_Input records_
----------
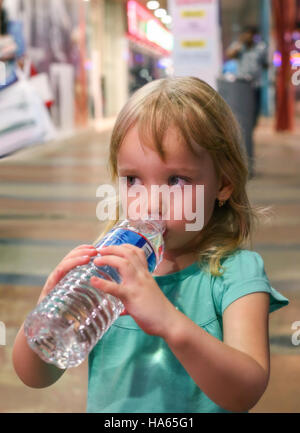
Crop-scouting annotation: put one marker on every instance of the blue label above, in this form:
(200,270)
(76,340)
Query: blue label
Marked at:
(121,236)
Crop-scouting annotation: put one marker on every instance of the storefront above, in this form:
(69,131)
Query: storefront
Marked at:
(149,47)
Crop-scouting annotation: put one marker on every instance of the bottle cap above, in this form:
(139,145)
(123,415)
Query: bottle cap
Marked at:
(160,224)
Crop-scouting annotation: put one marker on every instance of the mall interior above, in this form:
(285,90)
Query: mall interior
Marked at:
(83,60)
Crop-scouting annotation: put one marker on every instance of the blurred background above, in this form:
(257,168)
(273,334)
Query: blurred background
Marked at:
(66,69)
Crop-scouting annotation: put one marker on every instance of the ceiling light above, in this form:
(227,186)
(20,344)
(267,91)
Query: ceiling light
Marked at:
(159,13)
(167,19)
(152,5)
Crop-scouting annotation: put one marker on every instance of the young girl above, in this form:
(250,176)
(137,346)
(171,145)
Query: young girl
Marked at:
(195,336)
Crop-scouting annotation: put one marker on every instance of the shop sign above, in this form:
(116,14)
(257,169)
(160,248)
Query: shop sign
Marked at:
(143,26)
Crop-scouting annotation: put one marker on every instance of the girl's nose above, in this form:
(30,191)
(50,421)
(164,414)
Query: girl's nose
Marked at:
(155,203)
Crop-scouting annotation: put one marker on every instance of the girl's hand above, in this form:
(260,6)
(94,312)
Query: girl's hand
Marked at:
(139,292)
(80,255)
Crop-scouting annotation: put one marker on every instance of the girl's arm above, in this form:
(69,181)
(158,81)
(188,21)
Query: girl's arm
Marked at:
(233,373)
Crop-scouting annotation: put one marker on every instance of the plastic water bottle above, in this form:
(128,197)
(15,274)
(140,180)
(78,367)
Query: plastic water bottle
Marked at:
(71,319)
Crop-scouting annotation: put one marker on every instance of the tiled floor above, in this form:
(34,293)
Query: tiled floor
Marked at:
(48,206)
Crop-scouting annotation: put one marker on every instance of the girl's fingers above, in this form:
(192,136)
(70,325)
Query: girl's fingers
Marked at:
(62,269)
(117,262)
(81,252)
(133,254)
(106,286)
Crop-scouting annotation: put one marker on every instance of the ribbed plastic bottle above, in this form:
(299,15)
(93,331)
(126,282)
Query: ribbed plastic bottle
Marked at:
(71,319)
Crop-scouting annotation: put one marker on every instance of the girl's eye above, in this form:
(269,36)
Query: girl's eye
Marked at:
(130,181)
(179,177)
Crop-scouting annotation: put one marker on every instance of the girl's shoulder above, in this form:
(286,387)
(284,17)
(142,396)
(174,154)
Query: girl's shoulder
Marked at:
(243,272)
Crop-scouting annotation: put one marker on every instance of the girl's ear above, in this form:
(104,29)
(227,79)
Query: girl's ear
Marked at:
(225,189)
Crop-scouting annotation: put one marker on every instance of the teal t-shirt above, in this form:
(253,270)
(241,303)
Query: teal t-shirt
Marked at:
----------
_Work instructions_
Please reproduce the full listing above line for line, without changing anything, and leave out the pictures.

_Full answer_
Crop-scouting annotation: put one marker on every instance of the blue label above, in this form:
(200,270)
(76,340)
Query: blue label
Marked at:
(121,236)
Crop-scouting annotation: put one marker on every instance of the storefront above, in this form:
(69,131)
Query: storefront
Marked at:
(149,47)
Crop-scouting annotation: put one marker on every instance of the bottle cap above, in this form:
(139,145)
(123,415)
Query: bottle cap
Marked at:
(160,224)
Crop-scouting annotation: put one marker on every instance of the mall interior above, in this form:
(285,90)
Query: mall interior
Marked at:
(83,60)
Crop-scouting annotation: put one marker on every instance of the blurred background above, in this form:
(257,168)
(273,334)
Query: blurred background
Marked at:
(66,69)
Crop-scouting annotation: put one marker on every instance of the ceiling light above, in this form:
(227,186)
(20,344)
(267,91)
Query: ceiling light
Marked at:
(159,13)
(167,19)
(152,5)
Crop-scouting annotation: put one marker on every instance of the young girl above, in this form:
(250,176)
(137,346)
(171,145)
Query: young girl
Marked at:
(195,336)
Crop-scouting annotation: put one marker on every instance of the shop sign above, in this form:
(116,14)
(257,169)
(160,248)
Query: shop sign
Marked at:
(143,26)
Crop-scouting annotation: put one marker on every instance of the girl's nose above, in this form:
(30,191)
(50,421)
(164,414)
Query: girl's nose
Marked at:
(155,203)
Crop-scouting annotation: put one marker on every instance of the girl's hand above, in this form:
(260,6)
(94,312)
Query: girl's hand
Marked at:
(139,292)
(80,255)
Crop-scouting annotation: put one marker on every instance of the girl's arm above, in this form:
(69,181)
(158,81)
(188,21)
Query: girl's arm
Marked at:
(233,373)
Crop-scouting annotation: put one marker on every instance of the plastic water bottle above, in this form:
(128,197)
(15,274)
(140,180)
(78,367)
Query: plastic water bottle
Marked at:
(71,319)
Crop-scouting annotation: put one marker on every instance of the tiled floor above, in this form:
(34,293)
Query: tiled floor
Marked at:
(48,206)
Crop-scouting annotation: put one marker on every instance of the girl's fingers above, in this form:
(192,136)
(70,325)
Query: girl's fingers
Marked at:
(62,269)
(117,262)
(81,252)
(133,254)
(106,286)
Crop-scouting annotation: put one marker on every instance of the ribbed plastic bottle above, in this form:
(299,15)
(93,331)
(126,282)
Query: ribbed plastic bottle
Marked at:
(71,319)
Crop-scouting annotation: put one marker on every instance of the girl's eye above, in this form:
(269,36)
Query: girl's eye
Marked at:
(130,181)
(179,177)
Crop-scouting annotation: put one marker on every instance of the girl's shoulder above, in this form:
(286,387)
(284,17)
(142,396)
(174,154)
Query: girl's shoulder
Marked at:
(243,272)
Crop-scouting annotation: put one marker on every instance of the girl's ear above, in this form:
(104,29)
(227,79)
Query: girl's ear
Marked at:
(225,189)
Crop-scouting annotation: put one marker on every instance of the teal t-shirt above, in this form:
(253,270)
(241,303)
Query: teal t-shirt
Marked at:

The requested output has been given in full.